[START OF Records for the exercise]
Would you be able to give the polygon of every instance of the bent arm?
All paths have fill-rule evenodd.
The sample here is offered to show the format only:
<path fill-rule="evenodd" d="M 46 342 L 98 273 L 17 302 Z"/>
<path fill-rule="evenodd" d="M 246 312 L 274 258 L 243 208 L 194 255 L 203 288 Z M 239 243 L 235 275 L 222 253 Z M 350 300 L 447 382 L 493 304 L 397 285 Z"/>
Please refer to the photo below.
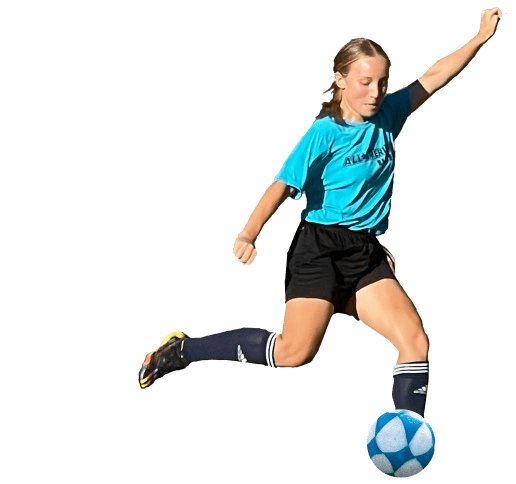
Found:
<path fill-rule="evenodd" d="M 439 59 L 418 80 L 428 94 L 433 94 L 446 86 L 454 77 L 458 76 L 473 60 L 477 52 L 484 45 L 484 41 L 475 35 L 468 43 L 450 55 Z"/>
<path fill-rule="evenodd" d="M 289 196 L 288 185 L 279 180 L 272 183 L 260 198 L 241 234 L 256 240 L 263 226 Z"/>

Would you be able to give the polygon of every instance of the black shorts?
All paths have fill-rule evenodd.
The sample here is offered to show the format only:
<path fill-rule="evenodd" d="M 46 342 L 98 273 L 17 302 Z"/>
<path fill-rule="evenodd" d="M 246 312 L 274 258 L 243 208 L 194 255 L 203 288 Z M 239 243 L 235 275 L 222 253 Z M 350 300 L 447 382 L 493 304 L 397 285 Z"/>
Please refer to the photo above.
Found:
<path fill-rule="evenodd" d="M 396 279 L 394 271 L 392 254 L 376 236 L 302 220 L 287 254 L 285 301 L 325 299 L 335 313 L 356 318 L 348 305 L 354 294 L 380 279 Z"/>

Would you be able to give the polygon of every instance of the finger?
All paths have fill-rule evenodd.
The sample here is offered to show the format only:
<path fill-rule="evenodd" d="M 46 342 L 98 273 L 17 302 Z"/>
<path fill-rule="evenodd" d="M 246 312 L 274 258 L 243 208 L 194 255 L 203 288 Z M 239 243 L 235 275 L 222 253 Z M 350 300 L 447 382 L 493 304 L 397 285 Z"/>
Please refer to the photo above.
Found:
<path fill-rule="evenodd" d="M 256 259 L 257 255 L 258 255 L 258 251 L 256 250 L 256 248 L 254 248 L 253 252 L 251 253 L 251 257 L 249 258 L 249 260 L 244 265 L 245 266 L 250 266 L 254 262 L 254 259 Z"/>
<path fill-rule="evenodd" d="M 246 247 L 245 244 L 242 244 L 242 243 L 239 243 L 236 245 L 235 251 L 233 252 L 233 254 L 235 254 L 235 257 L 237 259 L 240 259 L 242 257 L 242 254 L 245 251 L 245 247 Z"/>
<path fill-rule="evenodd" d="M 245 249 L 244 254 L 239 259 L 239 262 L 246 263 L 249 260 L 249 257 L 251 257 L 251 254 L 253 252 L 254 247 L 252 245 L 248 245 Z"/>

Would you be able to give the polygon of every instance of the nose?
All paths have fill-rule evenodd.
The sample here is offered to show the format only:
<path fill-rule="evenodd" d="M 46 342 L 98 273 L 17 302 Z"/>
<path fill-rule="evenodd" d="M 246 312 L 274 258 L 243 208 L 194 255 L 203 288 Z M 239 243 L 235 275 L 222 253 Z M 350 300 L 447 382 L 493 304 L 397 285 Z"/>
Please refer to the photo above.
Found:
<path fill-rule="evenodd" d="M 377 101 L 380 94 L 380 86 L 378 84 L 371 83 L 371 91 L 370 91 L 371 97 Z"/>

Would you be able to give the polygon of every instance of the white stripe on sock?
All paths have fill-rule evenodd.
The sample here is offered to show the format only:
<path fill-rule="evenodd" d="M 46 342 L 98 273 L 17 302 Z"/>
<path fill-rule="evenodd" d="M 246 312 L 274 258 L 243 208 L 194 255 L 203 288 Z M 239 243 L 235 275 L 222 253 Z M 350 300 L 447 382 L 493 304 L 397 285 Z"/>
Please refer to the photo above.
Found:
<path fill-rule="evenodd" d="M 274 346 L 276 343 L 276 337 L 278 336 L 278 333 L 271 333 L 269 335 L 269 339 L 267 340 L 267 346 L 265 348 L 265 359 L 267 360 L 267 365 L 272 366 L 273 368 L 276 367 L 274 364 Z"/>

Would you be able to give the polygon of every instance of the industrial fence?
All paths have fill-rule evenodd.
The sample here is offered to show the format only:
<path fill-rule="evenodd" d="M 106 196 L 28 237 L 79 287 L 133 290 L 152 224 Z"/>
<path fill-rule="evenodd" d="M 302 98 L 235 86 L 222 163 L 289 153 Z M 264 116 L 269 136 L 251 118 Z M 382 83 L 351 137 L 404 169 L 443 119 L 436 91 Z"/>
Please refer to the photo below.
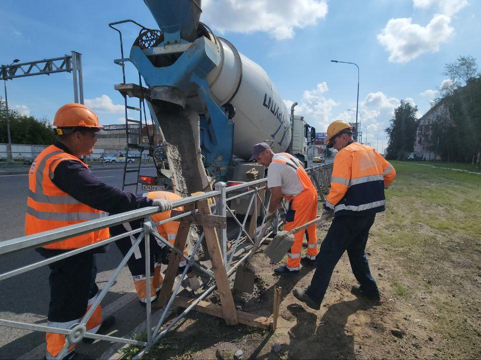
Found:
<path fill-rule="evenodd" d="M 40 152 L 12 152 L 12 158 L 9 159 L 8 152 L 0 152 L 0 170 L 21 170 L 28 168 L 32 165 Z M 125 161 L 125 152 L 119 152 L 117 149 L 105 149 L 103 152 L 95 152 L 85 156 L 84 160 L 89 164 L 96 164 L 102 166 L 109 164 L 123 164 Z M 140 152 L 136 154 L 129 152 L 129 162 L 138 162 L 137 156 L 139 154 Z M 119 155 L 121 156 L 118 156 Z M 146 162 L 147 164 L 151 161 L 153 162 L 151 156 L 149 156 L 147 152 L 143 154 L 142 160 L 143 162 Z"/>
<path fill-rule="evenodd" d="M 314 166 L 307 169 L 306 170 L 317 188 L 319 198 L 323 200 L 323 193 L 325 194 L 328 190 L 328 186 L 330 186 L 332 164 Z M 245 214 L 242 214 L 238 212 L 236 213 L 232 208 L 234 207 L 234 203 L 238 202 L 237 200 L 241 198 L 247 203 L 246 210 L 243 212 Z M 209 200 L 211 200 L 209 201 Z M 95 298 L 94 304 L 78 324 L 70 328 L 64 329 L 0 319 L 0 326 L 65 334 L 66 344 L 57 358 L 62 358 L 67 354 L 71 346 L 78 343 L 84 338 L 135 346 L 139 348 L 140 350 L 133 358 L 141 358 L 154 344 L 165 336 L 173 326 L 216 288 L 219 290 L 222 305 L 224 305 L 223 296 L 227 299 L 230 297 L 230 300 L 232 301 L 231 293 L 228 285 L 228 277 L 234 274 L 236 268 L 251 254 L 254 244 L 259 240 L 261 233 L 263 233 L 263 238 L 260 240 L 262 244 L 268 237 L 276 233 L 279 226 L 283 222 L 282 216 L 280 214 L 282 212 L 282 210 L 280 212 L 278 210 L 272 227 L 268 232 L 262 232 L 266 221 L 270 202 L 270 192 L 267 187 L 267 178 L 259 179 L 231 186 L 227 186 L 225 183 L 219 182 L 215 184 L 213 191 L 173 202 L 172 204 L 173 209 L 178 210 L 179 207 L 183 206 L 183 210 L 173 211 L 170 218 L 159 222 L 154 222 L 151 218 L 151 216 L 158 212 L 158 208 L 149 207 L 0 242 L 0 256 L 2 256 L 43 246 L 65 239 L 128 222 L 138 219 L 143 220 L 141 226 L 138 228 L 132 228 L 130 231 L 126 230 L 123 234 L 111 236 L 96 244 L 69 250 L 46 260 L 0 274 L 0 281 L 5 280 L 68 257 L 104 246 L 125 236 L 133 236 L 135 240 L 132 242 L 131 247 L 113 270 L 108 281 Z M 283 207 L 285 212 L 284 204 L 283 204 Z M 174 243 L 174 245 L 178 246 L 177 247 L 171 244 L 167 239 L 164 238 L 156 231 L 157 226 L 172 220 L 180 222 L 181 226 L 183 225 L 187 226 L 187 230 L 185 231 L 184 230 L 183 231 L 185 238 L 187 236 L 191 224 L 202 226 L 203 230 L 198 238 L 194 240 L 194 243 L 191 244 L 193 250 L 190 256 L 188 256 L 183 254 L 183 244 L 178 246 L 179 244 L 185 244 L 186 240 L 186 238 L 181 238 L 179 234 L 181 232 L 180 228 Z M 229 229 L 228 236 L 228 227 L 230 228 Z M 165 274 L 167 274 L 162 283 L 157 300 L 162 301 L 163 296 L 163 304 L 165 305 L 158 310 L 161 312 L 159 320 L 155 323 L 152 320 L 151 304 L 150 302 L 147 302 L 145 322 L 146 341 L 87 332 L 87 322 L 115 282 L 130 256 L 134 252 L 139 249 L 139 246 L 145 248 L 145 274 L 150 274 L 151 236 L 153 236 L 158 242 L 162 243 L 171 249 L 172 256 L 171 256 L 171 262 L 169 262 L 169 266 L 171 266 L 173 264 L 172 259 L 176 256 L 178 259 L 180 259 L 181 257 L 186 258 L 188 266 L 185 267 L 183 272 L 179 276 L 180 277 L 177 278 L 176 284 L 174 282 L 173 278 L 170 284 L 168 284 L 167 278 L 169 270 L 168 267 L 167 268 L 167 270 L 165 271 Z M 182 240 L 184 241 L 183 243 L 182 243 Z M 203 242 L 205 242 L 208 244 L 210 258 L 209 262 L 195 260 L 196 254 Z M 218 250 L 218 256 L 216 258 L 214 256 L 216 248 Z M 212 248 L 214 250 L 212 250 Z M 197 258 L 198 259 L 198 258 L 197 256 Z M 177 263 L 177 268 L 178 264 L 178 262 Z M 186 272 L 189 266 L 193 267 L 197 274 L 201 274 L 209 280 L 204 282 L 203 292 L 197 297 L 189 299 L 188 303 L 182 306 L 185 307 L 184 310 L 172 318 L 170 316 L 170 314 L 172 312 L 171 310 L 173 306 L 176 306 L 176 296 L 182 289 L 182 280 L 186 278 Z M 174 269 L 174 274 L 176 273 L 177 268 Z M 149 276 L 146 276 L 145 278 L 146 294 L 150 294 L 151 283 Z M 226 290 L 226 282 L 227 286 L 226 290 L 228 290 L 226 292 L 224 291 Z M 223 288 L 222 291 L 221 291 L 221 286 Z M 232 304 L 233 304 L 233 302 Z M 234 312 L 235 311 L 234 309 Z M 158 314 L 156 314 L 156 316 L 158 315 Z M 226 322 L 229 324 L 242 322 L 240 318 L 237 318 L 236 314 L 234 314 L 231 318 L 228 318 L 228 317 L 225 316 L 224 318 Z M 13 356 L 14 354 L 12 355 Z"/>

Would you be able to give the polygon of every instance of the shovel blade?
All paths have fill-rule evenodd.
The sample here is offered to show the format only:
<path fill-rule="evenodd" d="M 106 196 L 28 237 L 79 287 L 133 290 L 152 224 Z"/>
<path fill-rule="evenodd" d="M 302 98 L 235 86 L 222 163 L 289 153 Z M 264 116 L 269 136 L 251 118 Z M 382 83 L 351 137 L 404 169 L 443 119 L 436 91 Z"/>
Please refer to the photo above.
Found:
[END OF Records for the exercise]
> **What to produce**: Rewrite the lines from the one containing "stripe on sock?" through the one containing "274 346 L 276", inclusive, with "white stripe" changed to "gray stripe" and nothing else altered.

> **The answer**:
Would you be able to give the polygon of every instance of the gray stripe on sock?
All paths have fill-rule evenodd.
The sample here is offered to show the format only:
<path fill-rule="evenodd" d="M 46 342 L 98 273 L 17 302 Z"/>
<path fill-rule="evenodd" d="M 246 312 L 274 258 L 243 208 L 194 255 L 203 288 Z M 239 243 L 235 275 L 222 253 Z M 350 300 L 447 382 L 493 304 L 397 285 Z"/>
Please refer to the photo above.
Found:
<path fill-rule="evenodd" d="M 274 346 L 276 343 L 276 337 L 278 336 L 278 333 L 271 333 L 269 335 L 269 339 L 267 340 L 267 346 L 265 348 L 265 359 L 267 360 L 267 365 L 272 366 L 273 368 L 276 367 L 274 364 Z"/>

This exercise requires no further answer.